§ **Ziel**: Finde in den Einträgen unten jede Zeile, in der das Wort „Target“ vorkommt, und schreibe diese Zeilen ab.

§ §

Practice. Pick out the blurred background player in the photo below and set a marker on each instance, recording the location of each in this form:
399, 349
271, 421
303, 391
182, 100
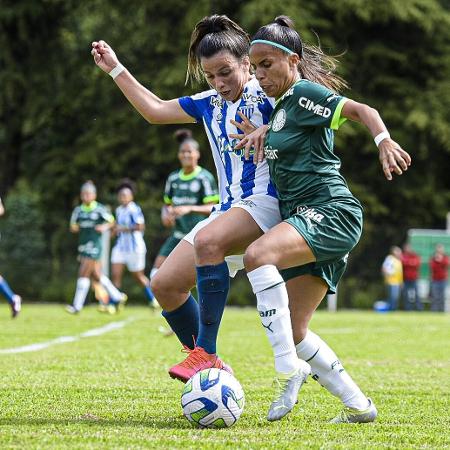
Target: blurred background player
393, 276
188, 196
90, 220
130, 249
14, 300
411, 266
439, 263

§ §

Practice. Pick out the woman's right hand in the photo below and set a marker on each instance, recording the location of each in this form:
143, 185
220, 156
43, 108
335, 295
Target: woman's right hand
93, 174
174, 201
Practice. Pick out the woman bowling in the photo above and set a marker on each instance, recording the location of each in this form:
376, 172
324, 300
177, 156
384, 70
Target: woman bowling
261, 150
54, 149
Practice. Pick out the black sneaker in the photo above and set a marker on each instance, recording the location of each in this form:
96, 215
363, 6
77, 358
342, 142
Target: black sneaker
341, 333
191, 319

§ §

§ **Schriftliche Lösung**:
Target: blurred background player
Target: woman's right hand
Target: woman bowling
Target: black sneaker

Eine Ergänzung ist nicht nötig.